→ **Aim of the task**: Format every line of the listing below as a JSON list of strings, one string per line, leaving out any blank lines.

Source listing
┌──

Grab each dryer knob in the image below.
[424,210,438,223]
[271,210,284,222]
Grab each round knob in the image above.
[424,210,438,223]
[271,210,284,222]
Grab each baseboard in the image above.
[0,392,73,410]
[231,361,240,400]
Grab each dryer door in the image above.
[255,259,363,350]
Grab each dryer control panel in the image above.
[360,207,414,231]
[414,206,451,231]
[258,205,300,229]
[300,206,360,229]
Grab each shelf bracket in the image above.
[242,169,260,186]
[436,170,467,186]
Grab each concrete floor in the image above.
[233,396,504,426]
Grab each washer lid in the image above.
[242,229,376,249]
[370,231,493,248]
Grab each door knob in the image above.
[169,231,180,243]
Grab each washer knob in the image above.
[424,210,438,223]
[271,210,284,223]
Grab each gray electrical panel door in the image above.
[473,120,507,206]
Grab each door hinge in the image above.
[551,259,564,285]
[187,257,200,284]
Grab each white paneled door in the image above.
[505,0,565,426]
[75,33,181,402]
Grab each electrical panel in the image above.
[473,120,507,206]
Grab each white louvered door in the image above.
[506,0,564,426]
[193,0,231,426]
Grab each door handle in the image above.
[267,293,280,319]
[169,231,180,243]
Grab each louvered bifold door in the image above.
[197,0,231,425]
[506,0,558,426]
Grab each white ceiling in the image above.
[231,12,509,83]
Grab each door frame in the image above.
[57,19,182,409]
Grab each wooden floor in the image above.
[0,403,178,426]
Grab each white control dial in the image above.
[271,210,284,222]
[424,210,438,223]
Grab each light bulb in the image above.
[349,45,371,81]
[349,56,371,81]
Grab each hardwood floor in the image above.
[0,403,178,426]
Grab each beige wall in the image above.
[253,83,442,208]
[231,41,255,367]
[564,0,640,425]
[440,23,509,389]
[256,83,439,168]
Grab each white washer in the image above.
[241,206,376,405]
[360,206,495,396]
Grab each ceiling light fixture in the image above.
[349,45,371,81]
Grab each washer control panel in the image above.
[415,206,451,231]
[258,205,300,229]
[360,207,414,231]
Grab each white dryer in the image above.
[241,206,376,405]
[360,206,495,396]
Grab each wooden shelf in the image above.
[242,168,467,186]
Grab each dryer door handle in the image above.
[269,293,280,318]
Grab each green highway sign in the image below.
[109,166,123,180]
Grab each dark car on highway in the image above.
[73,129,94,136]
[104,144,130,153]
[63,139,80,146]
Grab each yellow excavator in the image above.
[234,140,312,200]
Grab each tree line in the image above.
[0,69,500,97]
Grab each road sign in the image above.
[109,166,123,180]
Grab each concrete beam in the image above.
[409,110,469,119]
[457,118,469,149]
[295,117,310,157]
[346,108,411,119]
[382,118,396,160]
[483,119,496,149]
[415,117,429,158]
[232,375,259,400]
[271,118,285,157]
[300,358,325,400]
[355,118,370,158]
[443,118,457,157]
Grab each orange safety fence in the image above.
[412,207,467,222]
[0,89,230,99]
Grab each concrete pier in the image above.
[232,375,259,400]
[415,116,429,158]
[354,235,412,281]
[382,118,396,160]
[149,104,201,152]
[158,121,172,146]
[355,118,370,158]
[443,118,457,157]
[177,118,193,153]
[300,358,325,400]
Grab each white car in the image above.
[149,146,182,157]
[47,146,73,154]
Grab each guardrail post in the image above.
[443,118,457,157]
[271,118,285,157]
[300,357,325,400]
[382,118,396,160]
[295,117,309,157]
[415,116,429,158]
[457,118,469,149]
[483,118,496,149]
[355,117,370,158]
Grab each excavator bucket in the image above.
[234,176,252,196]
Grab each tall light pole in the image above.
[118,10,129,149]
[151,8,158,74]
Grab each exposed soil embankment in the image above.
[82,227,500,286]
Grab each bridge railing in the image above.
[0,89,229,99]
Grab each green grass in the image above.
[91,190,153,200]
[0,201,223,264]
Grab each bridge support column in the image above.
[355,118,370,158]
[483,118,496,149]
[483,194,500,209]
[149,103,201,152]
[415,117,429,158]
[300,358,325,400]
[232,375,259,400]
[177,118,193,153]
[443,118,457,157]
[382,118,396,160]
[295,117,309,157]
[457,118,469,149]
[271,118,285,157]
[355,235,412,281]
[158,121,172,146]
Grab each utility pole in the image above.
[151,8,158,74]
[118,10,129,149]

└──

→ **Exercise result**:
[
  "Grab each dryer knob in the image below.",
  "[424,210,438,223]",
  "[271,210,284,222]",
  "Grab each round knob in the image above.",
  "[424,210,438,223]",
  "[271,210,284,222]",
  "Grab each baseboard in the image above.",
  "[0,392,73,410]",
  "[231,361,240,400]",
  "Grab each dryer door in the image above.",
  "[255,259,363,350]",
  "Grab each dryer control panel in the image above.",
  "[360,207,414,231]",
  "[414,206,451,231]",
  "[258,205,300,229]",
  "[300,206,360,229]",
  "Grab each shelf bracket in the image above.",
  "[242,169,260,186]",
  "[436,170,467,186]",
  "Grab each concrete floor in the image above.",
  "[233,396,504,426]",
  "Grab each washer lid in the image above.",
  "[242,229,376,249]",
  "[370,231,493,248]",
  "Grab each door knob in the image above.",
  "[169,231,180,243]",
  "Grab each washer knob in the image above.",
  "[424,210,438,223]",
  "[271,210,284,223]",
  "Grab each gray electrical panel door in the image above.",
  "[473,120,507,206]",
  "Grab each door hinge in the image above.",
  "[551,259,564,285]",
  "[187,257,200,284]",
  "Grab each white paneled door in the image above.",
  "[505,0,565,426]",
  "[75,33,181,402]",
  "Grab each electrical panel in the image above.",
  "[473,120,507,206]",
  "Grab each white louvered door in the image above.",
  "[506,0,564,426]",
  "[193,0,231,426]",
  "Grab each door handle in the image above.",
  "[267,293,280,319]",
  "[169,231,180,243]",
  "Grab each louvered bifold door in the image above.",
  "[197,0,231,425]",
  "[506,0,558,426]",
  "Grab each white ceiling in the image above.",
  "[231,12,509,83]",
  "Grab each door frame in the image above.",
  "[57,19,182,409]",
  "Grab each wooden floor in the image above.",
  "[0,403,178,426]",
  "Grab each white control dial in the image above.",
  "[271,210,284,222]",
  "[424,210,438,223]",
  "Grab each light bulb in the image above.",
  "[349,45,371,81]",
  "[349,56,371,81]",
  "Grab each hardwood floor in the image above.",
  "[0,403,178,426]",
  "Grab each beige wall in the image above.",
  "[253,83,442,208]",
  "[231,41,255,367]",
  "[564,0,640,425]",
  "[440,23,509,389]",
  "[256,83,439,168]",
  "Grab each white washer in the image above.",
  "[241,206,376,405]",
  "[360,206,495,396]",
  "Grab each ceiling light fixture in the image above.",
  "[349,45,371,81]",
  "Grab each washer control panel in the image above.",
  "[415,206,451,231]",
  "[258,205,300,229]",
  "[360,207,414,231]",
  "Grab each white dryer in the image above.",
  "[241,206,376,405]",
  "[360,206,495,396]",
  "Grab each wooden shelf in the image above.",
  "[242,168,467,186]",
  "Grab each dryer door handle in the image above.",
  "[269,293,280,318]",
  "Grab each green highway sign in the image below.",
  "[109,166,123,180]",
  "Grab each dark car on highway in the image above.",
  "[73,129,94,136]",
  "[104,144,130,153]",
  "[63,139,80,146]",
  "Grab each yellow excavator in the image above.",
  "[234,140,312,200]",
  "Grab each tree line in the image above.",
  "[0,69,500,97]",
  "Grab each road sign in the image above.",
  "[109,166,123,180]",
  "Grab each concrete beam in the image above.",
  "[409,110,469,119]",
  "[457,118,469,149]",
  "[295,117,310,157]",
  "[346,108,411,119]",
  "[382,118,396,160]",
  "[483,119,496,149]",
  "[415,117,429,158]",
  "[232,375,259,400]",
  "[271,118,285,157]",
  "[300,358,325,400]",
  "[355,118,370,158]",
  "[443,118,457,157]",
  "Grab each orange safety fence in the image above.",
  "[412,207,467,222]",
  "[0,89,230,99]",
  "Grab each concrete pier in the image above.",
  "[232,375,259,400]",
  "[415,116,429,158]",
  "[354,235,412,281]",
  "[382,118,396,160]",
  "[149,104,201,152]",
  "[158,121,172,146]",
  "[355,118,370,158]",
  "[443,118,457,157]",
  "[177,118,193,153]",
  "[300,358,325,400]",
  "Grab each white car in the image above.",
  "[149,146,182,157]",
  "[47,146,73,154]",
  "Grab each guardrail post in the image above.",
  "[443,118,457,157]",
  "[271,118,285,157]",
  "[300,357,325,400]",
  "[382,118,396,160]",
  "[295,117,309,157]",
  "[415,116,429,158]",
  "[457,118,469,149]",
  "[483,118,496,149]",
  "[355,117,370,158]",
  "Grab each excavator bucket in the image above.",
  "[234,176,252,196]",
  "Grab each tall light pole in the image above.",
  "[118,10,129,149]",
  "[151,8,158,74]",
  "Grab each exposed soil embankment in the image above.",
  "[82,227,500,286]",
  "Grab each bridge railing in the image above.",
  "[0,89,229,99]",
  "Grab each green grass in the image above.",
  "[91,190,153,200]",
  "[0,201,223,264]",
  "Grab each bridge support column in the image above.",
  "[355,118,370,158]",
  "[483,118,496,149]",
  "[483,194,500,209]",
  "[149,103,201,152]",
  "[415,117,429,158]",
  "[300,358,325,400]",
  "[232,375,259,400]",
  "[177,118,193,153]",
  "[443,118,457,157]",
  "[382,118,396,160]",
  "[295,117,309,157]",
  "[457,118,469,149]",
  "[271,118,285,157]",
  "[355,235,412,281]",
  "[158,121,172,146]",
  "Grab each utility pole in the image above.",
  "[151,8,158,74]",
  "[118,10,129,149]"
]